(Point-per-instance localization data)
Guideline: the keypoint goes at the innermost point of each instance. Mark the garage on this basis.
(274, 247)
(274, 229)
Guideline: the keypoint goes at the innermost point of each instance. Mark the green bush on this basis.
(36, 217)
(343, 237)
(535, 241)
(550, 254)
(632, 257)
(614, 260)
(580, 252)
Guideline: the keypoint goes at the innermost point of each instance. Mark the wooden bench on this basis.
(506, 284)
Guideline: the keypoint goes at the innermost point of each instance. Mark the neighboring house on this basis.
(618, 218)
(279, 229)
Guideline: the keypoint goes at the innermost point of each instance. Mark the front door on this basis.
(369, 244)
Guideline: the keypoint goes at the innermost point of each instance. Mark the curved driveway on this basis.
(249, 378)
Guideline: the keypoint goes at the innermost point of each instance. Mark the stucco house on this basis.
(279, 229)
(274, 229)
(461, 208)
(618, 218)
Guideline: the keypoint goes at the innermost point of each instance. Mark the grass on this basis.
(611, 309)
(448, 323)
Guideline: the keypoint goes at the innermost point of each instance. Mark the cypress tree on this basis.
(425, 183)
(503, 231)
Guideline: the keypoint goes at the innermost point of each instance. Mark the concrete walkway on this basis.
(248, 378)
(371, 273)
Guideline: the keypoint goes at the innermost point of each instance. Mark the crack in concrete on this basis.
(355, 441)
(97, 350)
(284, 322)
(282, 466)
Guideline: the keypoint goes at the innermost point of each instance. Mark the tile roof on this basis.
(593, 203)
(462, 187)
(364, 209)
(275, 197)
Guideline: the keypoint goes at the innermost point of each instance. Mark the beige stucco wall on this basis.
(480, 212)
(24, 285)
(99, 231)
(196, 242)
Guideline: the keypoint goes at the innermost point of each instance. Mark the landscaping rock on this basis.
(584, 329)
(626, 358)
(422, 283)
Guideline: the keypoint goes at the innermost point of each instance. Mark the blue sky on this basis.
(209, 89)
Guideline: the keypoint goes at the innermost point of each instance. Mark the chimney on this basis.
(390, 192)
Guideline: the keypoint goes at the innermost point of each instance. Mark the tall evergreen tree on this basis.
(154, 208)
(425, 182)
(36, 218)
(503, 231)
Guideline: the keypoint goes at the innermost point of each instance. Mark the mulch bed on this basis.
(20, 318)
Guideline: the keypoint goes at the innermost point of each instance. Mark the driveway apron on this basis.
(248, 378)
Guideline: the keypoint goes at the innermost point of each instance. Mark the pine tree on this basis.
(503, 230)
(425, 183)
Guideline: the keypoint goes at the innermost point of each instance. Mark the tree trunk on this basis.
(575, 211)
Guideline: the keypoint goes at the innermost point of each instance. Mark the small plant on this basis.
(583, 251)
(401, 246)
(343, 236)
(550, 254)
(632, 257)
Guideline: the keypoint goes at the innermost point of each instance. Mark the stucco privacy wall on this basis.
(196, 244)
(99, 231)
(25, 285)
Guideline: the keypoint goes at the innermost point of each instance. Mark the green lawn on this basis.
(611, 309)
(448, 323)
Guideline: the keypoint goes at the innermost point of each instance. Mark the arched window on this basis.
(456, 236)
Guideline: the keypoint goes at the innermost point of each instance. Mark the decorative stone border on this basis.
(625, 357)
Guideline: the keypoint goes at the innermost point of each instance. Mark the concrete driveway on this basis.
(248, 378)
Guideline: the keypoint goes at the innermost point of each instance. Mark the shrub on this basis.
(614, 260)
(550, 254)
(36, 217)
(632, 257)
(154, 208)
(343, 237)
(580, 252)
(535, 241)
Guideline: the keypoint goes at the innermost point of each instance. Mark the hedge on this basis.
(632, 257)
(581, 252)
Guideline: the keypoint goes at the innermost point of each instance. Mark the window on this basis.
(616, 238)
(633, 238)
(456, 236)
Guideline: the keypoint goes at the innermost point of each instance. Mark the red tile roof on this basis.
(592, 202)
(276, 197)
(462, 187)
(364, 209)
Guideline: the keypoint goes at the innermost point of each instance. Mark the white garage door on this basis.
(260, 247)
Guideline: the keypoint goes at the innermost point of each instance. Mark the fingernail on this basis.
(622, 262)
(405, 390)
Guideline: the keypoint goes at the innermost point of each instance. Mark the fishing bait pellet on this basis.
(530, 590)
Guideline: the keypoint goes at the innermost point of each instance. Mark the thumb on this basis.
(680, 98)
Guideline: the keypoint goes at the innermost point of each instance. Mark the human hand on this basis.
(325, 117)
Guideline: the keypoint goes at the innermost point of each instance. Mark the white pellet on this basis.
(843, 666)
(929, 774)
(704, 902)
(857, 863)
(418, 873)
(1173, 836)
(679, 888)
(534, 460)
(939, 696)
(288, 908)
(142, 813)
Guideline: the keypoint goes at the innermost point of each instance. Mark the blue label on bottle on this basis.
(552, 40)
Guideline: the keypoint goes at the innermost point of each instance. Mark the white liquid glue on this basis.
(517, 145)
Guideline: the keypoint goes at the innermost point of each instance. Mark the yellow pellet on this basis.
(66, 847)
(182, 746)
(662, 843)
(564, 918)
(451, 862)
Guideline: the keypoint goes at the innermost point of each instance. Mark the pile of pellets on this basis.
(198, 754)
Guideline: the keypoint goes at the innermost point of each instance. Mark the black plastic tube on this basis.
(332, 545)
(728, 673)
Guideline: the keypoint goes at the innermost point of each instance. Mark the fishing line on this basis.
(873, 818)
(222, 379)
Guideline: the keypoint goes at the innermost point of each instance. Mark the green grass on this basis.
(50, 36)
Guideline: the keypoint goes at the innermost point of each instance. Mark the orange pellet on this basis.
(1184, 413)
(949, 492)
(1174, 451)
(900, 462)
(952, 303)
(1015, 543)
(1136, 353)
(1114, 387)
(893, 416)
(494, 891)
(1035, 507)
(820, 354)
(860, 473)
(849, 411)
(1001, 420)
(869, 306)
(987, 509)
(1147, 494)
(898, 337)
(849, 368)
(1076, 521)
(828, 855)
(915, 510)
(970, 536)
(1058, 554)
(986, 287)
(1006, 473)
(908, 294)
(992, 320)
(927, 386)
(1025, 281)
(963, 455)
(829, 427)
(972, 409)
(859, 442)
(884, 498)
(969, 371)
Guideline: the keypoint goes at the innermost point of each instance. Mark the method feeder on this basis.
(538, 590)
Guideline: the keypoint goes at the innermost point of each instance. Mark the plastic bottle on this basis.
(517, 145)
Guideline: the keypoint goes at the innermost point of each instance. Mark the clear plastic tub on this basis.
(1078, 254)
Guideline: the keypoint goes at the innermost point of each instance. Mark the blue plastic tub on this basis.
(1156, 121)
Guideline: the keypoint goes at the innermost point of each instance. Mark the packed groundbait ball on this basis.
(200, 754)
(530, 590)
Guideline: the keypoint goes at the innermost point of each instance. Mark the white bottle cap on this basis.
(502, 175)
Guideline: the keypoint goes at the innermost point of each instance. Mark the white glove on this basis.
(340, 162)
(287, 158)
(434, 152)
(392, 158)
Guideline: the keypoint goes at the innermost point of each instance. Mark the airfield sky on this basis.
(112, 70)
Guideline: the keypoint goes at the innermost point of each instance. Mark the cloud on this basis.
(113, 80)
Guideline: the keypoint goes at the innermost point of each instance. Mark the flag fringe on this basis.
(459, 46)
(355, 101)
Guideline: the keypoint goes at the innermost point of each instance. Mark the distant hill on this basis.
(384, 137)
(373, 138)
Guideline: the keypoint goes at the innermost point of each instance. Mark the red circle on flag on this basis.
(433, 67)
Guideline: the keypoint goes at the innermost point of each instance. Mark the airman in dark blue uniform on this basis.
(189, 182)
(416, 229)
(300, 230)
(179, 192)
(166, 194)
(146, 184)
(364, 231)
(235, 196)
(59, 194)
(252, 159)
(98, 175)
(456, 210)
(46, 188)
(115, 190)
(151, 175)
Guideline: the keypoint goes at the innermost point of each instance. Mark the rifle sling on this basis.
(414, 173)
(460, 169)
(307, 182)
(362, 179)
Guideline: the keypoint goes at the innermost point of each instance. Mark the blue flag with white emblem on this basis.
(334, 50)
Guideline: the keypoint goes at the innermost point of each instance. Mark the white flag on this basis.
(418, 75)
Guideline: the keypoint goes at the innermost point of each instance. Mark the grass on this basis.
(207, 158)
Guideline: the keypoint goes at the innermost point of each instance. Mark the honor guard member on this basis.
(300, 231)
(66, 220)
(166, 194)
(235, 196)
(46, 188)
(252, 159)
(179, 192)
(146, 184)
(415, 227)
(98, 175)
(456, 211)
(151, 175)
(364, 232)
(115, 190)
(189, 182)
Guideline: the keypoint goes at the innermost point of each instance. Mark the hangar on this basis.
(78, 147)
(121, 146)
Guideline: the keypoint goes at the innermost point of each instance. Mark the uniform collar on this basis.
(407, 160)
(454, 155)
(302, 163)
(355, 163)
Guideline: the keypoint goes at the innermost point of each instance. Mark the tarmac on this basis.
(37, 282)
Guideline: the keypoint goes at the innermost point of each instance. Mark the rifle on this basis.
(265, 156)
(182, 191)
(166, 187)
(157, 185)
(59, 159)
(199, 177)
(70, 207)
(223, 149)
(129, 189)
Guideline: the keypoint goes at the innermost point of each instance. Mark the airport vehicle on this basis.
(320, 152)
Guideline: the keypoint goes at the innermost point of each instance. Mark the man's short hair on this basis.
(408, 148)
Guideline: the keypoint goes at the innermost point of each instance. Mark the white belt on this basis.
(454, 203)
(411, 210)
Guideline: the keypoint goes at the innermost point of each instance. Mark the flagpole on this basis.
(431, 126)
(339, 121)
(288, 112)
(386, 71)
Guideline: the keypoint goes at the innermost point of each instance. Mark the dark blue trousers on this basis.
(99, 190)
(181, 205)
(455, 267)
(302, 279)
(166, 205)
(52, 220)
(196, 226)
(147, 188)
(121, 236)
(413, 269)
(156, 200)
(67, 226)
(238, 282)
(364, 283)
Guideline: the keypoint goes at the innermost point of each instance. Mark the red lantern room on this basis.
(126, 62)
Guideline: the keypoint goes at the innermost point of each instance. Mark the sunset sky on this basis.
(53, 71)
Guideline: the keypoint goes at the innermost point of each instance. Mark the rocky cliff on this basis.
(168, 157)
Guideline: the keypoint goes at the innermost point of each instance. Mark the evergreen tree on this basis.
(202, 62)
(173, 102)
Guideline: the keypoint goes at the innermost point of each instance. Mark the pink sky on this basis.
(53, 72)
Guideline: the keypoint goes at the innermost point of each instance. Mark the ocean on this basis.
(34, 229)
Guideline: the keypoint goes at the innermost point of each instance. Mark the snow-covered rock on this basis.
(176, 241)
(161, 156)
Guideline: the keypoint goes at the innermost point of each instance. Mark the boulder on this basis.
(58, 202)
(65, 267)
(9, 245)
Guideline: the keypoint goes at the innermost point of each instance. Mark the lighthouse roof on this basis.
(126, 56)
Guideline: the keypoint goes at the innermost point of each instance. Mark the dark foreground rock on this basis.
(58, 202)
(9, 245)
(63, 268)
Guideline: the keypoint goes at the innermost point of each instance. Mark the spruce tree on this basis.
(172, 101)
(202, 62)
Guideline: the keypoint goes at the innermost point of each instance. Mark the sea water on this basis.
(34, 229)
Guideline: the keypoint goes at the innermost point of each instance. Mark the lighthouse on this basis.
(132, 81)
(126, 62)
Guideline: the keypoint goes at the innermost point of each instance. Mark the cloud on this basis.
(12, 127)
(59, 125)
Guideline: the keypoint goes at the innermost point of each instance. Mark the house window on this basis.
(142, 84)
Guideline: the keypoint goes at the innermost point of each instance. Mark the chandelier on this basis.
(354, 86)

#### YOUR GOAL
Your answer must hold the line containing "lighthouse roof on this basis." and all lines after it in the entries above, exactly, and nothing else.

#### WORKED SOLUTION
Guideline: the keypoint goes at the innermost point of each instance. Mark the lighthouse roof on this basis.
(126, 56)
Guideline: the keypoint goes at the innermost point of each instance. Mark the dark foreground rock on this basis.
(58, 202)
(9, 245)
(63, 268)
Guideline: the keypoint goes at the innermost point of each instance. Mark the spruce tree on this basis.
(172, 101)
(202, 62)
Guideline: the keypoint goes at the innermost point of each instance. Mark the sea water on this basis.
(34, 229)
Guideline: the keypoint goes at the innermost point of each instance. Mark the lighthouse on this basis.
(132, 81)
(126, 62)
Guideline: the keypoint goes at the innermost point of each instance. Mark the cloud on this basis.
(12, 127)
(59, 125)
Guideline: the keypoint goes at the innermost point of each instance. Mark the house window on this basis.
(142, 84)
Guideline: the keypoint goes at the innermost point of each instance. Mark the chandelier on this basis.
(354, 86)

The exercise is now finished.